• Exercise goal: Give every line of the records below as a numbered list, skipping any blank lines.

* Start Supplied entries *

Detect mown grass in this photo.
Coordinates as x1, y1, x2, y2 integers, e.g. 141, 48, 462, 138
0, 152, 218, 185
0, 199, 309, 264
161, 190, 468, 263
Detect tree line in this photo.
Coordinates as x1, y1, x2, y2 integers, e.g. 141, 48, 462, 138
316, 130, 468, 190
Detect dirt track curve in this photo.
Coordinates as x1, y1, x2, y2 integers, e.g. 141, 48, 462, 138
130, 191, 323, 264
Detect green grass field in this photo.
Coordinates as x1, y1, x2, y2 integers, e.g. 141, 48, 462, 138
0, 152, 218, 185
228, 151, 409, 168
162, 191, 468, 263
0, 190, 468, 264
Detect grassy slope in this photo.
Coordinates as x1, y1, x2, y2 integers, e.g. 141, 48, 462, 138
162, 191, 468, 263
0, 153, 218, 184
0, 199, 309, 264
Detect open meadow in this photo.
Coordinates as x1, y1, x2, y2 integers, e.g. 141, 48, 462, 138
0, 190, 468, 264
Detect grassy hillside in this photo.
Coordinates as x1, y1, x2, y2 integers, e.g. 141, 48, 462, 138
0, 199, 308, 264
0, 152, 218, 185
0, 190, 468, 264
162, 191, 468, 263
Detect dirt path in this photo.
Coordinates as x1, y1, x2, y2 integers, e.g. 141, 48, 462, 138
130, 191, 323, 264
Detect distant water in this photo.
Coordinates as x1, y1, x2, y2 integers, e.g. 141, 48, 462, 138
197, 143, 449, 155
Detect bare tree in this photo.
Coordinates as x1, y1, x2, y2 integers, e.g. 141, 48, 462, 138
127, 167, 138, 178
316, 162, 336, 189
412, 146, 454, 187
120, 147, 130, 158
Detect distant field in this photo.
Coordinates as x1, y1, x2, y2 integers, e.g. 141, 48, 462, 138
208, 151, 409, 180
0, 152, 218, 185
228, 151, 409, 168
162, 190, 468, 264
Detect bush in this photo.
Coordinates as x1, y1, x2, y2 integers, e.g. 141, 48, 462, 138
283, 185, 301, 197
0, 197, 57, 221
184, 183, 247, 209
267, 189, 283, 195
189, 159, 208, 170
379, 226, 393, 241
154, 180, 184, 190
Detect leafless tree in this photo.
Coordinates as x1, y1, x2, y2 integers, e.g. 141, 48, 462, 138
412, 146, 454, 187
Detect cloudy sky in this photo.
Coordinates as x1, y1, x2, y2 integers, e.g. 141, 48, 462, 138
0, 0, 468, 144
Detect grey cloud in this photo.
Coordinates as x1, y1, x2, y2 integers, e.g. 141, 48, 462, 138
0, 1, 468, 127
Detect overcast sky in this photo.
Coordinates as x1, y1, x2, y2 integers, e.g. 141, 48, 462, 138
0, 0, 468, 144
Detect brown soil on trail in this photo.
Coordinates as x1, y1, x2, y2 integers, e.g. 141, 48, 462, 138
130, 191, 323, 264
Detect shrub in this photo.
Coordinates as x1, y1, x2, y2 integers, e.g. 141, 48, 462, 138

* End Supplied entries *

• Output for this task:
1. Detect mown grass in this photo.
2. Coordinates as x1, y1, x2, y2 integers, e.g. 141, 48, 462, 138
3. 0, 152, 218, 185
4. 0, 199, 309, 264
5. 161, 190, 468, 263
6. Detect tree line in this photo.
7. Coordinates as x1, y1, x2, y2 integers, e.g. 141, 48, 462, 138
8. 316, 130, 468, 190
9. Detect dirt track curve in this photo.
10. Coordinates as x1, y1, x2, y2 integers, e.g. 141, 48, 462, 138
11. 130, 191, 323, 264
12. Detect green grass field in this photo.
13. Coordinates as x1, y1, x2, y2 integers, e.g. 141, 48, 462, 138
14. 0, 152, 218, 185
15. 228, 151, 409, 168
16. 162, 191, 468, 263
17. 0, 190, 468, 264
18. Detect grassy slope in this photo.
19. Coordinates as x1, y1, x2, y2 integers, e.g. 141, 48, 462, 138
20. 162, 191, 468, 263
21. 0, 153, 218, 184
22. 0, 199, 309, 264
23. Detect open meadow in this photo.
24. Coordinates as x1, y1, x2, y2 integers, e.g. 141, 48, 462, 138
25. 0, 190, 468, 264
26. Detect grassy hillside in this photo.
27. Coordinates as x1, y1, x2, y2 integers, e.g. 141, 48, 462, 138
28. 0, 199, 308, 264
29. 0, 152, 218, 185
30. 0, 190, 468, 264
31. 162, 191, 468, 263
32. Detect dirt path in this photo.
33. Coordinates as x1, y1, x2, y2 integers, e.g. 141, 48, 462, 138
34. 130, 191, 323, 264
35. Detect distant water in this photo.
36. Coordinates as x1, y1, x2, y2 integers, e.g. 141, 48, 462, 138
37. 197, 143, 449, 155
38. Detect bare tree in this photo.
39. Coordinates as x1, y1, x2, y2 integers, e.g. 141, 48, 462, 138
40. 127, 167, 138, 178
41. 316, 162, 336, 189
42. 412, 146, 454, 187
43. 120, 147, 130, 158
44. Detect distant field in this photo.
45. Coordinates as x1, y1, x2, y2 integers, e.g. 141, 48, 462, 138
46. 208, 151, 409, 180
47. 0, 152, 218, 185
48. 228, 151, 409, 168
49. 162, 190, 468, 264
50. Detect bush in this photo.
51. Coordinates as x1, y1, x2, y2 integers, e.g. 141, 48, 462, 138
52. 283, 185, 301, 197
53. 0, 197, 57, 221
54. 184, 183, 247, 209
55. 267, 189, 283, 195
56. 189, 159, 208, 170
57. 379, 226, 393, 241
58. 154, 180, 184, 190
59. Detect leafless tree in this photo.
60. Coordinates as x1, y1, x2, y2 integers, e.g. 141, 48, 462, 138
61. 412, 146, 454, 187
62. Detect cloudy sky in this photo.
63. Coordinates as x1, y1, x2, y2 integers, e.g. 141, 48, 462, 138
64. 0, 0, 468, 144
65. Detect grey cloud in this photo.
66. Coordinates as x1, y1, x2, y2 integers, e.g. 141, 48, 462, 138
67. 0, 1, 468, 127
68. Detect overcast sky in this photo.
69. Coordinates as x1, y1, x2, y2 integers, e.g. 141, 48, 462, 138
70. 0, 0, 468, 144
71. Detect brown soil on trail in this photo.
72. Coordinates as x1, y1, x2, y2 integers, e.g. 141, 48, 462, 138
73. 130, 191, 323, 264
74. Detect shrub in this photo.
75. Coordinates as x1, y1, x2, y2 integers, e.g. 141, 48, 462, 138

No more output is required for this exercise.